* Exercise brief
Find every line in the records below that contains the word "painted" and copy each of those lines.

* Provided entries
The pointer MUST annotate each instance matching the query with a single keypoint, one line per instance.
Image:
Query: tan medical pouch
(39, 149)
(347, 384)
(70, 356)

...

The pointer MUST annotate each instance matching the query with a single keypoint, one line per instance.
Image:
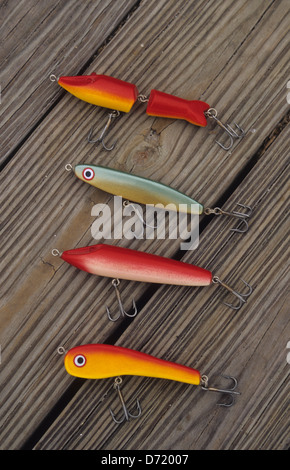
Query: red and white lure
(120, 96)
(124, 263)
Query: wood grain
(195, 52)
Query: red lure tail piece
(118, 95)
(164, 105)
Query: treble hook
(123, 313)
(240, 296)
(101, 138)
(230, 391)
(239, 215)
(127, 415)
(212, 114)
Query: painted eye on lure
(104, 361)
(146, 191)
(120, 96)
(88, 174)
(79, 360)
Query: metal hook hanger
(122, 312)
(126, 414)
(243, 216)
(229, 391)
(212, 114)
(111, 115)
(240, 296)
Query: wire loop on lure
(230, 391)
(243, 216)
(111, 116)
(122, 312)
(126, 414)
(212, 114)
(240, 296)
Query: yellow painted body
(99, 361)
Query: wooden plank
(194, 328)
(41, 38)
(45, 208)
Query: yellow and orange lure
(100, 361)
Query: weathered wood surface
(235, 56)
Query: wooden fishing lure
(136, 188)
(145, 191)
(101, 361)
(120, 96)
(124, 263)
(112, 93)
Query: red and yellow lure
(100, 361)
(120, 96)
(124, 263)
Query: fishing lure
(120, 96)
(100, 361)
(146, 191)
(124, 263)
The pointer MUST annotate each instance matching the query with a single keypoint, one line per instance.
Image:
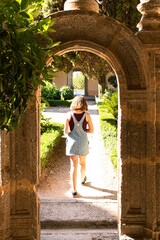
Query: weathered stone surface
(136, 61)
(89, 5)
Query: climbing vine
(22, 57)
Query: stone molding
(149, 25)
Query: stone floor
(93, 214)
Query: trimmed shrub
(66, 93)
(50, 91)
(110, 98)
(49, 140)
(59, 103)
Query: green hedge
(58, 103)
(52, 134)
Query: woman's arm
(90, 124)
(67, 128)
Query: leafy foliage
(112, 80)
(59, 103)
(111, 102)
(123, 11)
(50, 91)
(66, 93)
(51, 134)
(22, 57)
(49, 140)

* Answer to the task
Query: painted eye on lure
Query: yellow painted body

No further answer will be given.